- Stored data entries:
•••••

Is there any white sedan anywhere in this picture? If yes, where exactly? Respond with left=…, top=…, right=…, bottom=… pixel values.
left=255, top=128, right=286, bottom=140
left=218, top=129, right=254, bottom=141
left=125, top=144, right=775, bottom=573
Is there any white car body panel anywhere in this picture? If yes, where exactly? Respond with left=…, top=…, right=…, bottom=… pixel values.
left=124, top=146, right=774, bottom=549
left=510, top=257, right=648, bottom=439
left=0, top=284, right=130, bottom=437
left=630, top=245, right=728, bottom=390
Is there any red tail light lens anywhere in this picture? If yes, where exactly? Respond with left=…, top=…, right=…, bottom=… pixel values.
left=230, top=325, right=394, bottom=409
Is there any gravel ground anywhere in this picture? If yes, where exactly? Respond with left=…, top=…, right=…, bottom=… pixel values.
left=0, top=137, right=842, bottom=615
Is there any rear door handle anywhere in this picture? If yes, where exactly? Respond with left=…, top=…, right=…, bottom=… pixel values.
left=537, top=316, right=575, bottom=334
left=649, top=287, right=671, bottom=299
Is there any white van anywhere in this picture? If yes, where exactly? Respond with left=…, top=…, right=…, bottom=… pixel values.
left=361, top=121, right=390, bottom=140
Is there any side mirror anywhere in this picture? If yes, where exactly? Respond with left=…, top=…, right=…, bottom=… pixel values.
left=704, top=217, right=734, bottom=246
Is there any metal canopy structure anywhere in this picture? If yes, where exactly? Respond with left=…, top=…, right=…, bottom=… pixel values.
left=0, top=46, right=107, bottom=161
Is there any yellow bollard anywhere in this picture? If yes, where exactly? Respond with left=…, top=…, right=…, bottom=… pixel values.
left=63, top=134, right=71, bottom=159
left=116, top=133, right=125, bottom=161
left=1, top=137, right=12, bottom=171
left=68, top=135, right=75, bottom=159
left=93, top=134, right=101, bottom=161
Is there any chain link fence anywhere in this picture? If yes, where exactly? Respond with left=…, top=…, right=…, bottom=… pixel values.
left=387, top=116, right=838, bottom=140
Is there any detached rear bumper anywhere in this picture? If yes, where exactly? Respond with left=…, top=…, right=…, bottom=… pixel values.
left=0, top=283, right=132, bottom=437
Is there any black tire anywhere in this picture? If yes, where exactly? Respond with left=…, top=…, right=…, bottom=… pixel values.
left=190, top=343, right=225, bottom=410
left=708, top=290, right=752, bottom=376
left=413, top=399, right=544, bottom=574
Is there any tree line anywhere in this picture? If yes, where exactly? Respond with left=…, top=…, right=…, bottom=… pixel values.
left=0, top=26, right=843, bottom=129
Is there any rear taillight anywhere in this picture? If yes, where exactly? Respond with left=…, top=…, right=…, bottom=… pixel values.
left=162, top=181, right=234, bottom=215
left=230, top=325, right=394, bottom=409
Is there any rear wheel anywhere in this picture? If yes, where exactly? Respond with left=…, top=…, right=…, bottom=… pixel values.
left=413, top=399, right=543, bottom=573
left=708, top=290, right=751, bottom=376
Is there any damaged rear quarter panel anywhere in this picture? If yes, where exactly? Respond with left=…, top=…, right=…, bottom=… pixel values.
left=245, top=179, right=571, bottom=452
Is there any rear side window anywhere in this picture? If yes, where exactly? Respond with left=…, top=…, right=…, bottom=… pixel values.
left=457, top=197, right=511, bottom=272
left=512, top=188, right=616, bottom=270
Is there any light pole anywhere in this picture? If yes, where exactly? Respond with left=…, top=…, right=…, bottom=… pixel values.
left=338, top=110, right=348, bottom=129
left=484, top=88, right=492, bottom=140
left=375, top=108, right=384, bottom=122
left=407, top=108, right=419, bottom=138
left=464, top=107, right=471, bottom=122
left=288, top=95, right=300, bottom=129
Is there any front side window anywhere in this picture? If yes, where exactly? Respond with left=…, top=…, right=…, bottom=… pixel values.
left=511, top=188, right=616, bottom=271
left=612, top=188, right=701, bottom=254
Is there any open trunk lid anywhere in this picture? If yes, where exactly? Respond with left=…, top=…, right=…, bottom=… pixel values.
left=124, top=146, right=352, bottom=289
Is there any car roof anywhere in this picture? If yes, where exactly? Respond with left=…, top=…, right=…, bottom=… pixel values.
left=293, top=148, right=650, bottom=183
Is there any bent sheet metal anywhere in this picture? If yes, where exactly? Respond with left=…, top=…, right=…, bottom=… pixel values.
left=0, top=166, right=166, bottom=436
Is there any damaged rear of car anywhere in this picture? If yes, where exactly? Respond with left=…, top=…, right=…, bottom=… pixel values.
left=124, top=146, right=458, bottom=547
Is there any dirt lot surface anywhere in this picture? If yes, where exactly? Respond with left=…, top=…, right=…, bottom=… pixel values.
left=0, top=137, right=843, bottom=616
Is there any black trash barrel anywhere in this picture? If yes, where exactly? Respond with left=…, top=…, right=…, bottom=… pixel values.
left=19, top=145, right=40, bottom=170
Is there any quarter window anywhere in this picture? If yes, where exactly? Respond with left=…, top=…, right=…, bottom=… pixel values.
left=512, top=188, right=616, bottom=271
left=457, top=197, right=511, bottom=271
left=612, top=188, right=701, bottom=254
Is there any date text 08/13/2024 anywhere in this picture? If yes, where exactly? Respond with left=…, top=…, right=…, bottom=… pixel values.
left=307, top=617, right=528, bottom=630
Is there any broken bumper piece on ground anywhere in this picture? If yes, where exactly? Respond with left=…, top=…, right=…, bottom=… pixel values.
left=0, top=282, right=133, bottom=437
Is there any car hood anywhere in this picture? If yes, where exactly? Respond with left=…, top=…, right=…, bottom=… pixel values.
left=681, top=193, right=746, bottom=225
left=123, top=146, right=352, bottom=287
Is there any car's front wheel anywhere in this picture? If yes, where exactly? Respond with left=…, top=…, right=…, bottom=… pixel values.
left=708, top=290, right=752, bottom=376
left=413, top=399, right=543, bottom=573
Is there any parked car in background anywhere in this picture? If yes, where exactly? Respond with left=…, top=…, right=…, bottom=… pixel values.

•••••

- ABOUT THIS EXERCISE: Word for word, write out all the lines shown above.

- RESULT OF THE EXERCISE:
Is there any white sedan anywhere in this picture? If yes, where exactly? Respond with left=…, top=…, right=…, bottom=… pixel values.
left=255, top=128, right=286, bottom=140
left=218, top=129, right=254, bottom=141
left=125, top=144, right=775, bottom=573
Is there any white car body panel anywhere in this picture? If yes, where exactly? Respond with left=…, top=…, right=…, bottom=… pixel values.
left=124, top=146, right=774, bottom=549
left=510, top=257, right=648, bottom=439
left=0, top=284, right=130, bottom=437
left=630, top=245, right=728, bottom=390
Is there any red tail light lens anywhere in this picture? If yes, where exactly? Respond with left=…, top=…, right=…, bottom=… pixel values.
left=230, top=325, right=394, bottom=409
Is there any gravel ground anywhere in this picture? If yes, where exactly? Respond with left=…, top=…, right=…, bottom=… pixel values.
left=0, top=137, right=842, bottom=615
Is there any rear door handle anywhere in this picture? If yes, where exactly? Respond with left=…, top=…, right=…, bottom=… pixel values.
left=537, top=316, right=575, bottom=334
left=649, top=287, right=671, bottom=299
Is there any white van anywhere in this picture? If yes, where exactly? Respond with left=…, top=…, right=…, bottom=… pixel values.
left=361, top=121, right=390, bottom=140
Is there any side mirror anywhere in this picture? If yes, where exactly? Respond with left=…, top=…, right=…, bottom=… pixel values.
left=704, top=217, right=734, bottom=246
Is there any metal canopy structure anywhere in this picture? If yes, where exactly? Respond with left=…, top=…, right=…, bottom=… pixel values.
left=0, top=46, right=107, bottom=161
Is there any yellow bollard anywhere in this picture? If yes, where exactly? Respond with left=…, top=…, right=…, bottom=… pixel values.
left=63, top=134, right=71, bottom=159
left=116, top=133, right=125, bottom=161
left=1, top=137, right=12, bottom=171
left=68, top=135, right=75, bottom=159
left=93, top=134, right=101, bottom=161
Is there any chain link fence anywhere in this picture? If yes, where exactly? Respond with left=…, top=…, right=…, bottom=… pixel values.
left=387, top=116, right=838, bottom=140
Is there any detached rear bumper anywhere in this picture? If yes, where exactly? Respond with left=…, top=…, right=…, bottom=… pixel values.
left=0, top=283, right=132, bottom=437
Is there any black tire anywhere in this picture? If yes, where exactly? Respond with left=…, top=…, right=…, bottom=… pixel values.
left=190, top=343, right=225, bottom=410
left=708, top=290, right=752, bottom=376
left=413, top=399, right=544, bottom=574
Is there any tree line anywhere in this picture? If yes, where exactly? Respond with left=…, top=…, right=…, bottom=… pixel values.
left=0, top=26, right=843, bottom=129
Is there any rear taillight anywhere in this picture? If yes, where exactly? Respond with left=…, top=…, right=…, bottom=… pixel values.
left=162, top=181, right=234, bottom=215
left=230, top=325, right=394, bottom=409
Is there any rear wheel anywhere in this picture? If yes, where exactly? Respond with left=…, top=…, right=…, bottom=… pixel values.
left=413, top=399, right=543, bottom=573
left=708, top=290, right=751, bottom=376
Is there any damaged rear quarter panel anywhere in this picture? If yes, where exactly? Respond with left=…, top=…, right=…, bottom=… pixel values.
left=245, top=179, right=571, bottom=452
Is there any rear side window anywhere in this picture? If yes, where exactly? Respond with left=…, top=…, right=…, bottom=… pixel values.
left=457, top=197, right=511, bottom=272
left=512, top=188, right=616, bottom=270
Is there any light pole anywhere in this picture? If yes, where exactly? Respond with left=…, top=…, right=…, bottom=… pixel values.
left=338, top=110, right=348, bottom=129
left=484, top=88, right=492, bottom=140
left=375, top=108, right=384, bottom=122
left=407, top=108, right=419, bottom=138
left=464, top=107, right=471, bottom=122
left=288, top=95, right=300, bottom=129
Is there any front side window anywhere in this picture? If yes, where exactly? Respond with left=…, top=…, right=…, bottom=… pixel values.
left=511, top=188, right=616, bottom=271
left=612, top=188, right=701, bottom=254
Is there any open trunk lid anywhere in this picture? If yes, where exactly? Respond with left=…, top=…, right=…, bottom=… pixel values.
left=124, top=146, right=352, bottom=289
Is there any car roof anywhere in this picture? If yes, where exactly? Respond with left=…, top=…, right=…, bottom=… pixel values.
left=293, top=148, right=650, bottom=183
Is there any bent sheet metal anywhere in this picture? If yes, where exactly? Respond with left=…, top=…, right=…, bottom=… pixel values.
left=0, top=166, right=166, bottom=436
Is there any damaged rear of car anywhere in this picture? If yes, where exactly? Respond with left=…, top=…, right=…, bottom=… pixel values.
left=124, top=146, right=458, bottom=547
Is there any dirt lot surface anywhere in this picture? If yes, where exactly? Respond with left=…, top=…, right=…, bottom=… pixel values.
left=0, top=137, right=843, bottom=616
Is there any black trash barrel anywhere in this picture? If yes, where exactly? Respond with left=…, top=…, right=…, bottom=… pixel values.
left=19, top=145, right=40, bottom=170
Is there any quarter window anywhere in this picture? If yes, where exactly? Respond with left=…, top=…, right=…, bottom=… pixel values.
left=512, top=188, right=616, bottom=271
left=457, top=197, right=511, bottom=271
left=612, top=188, right=701, bottom=254
Is there any date text 08/13/2024 anywhere in this picture? If yes, where exactly? Respond with left=…, top=…, right=…, bottom=… pixel values.
left=307, top=617, right=528, bottom=630
Is there any broken bumper piece on ground anywhere in this picture? If yes, where exactly? Respond with left=…, top=…, right=…, bottom=… pixel values.
left=0, top=282, right=133, bottom=437
Is there any car hood anywhere in this picture? If yes, where exactly? Respond with left=…, top=…, right=…, bottom=… pixel values.
left=681, top=193, right=746, bottom=225
left=123, top=146, right=352, bottom=287
Is there any car's front wheel anywhere in this picture? If yes, where exactly? Respond with left=…, top=…, right=…, bottom=… pixel values.
left=708, top=290, right=752, bottom=376
left=413, top=399, right=543, bottom=573
Is there any parked car in background anywhere in this picture? If yes, where exactly? Respond with left=…, top=…, right=…, bottom=… pixel values.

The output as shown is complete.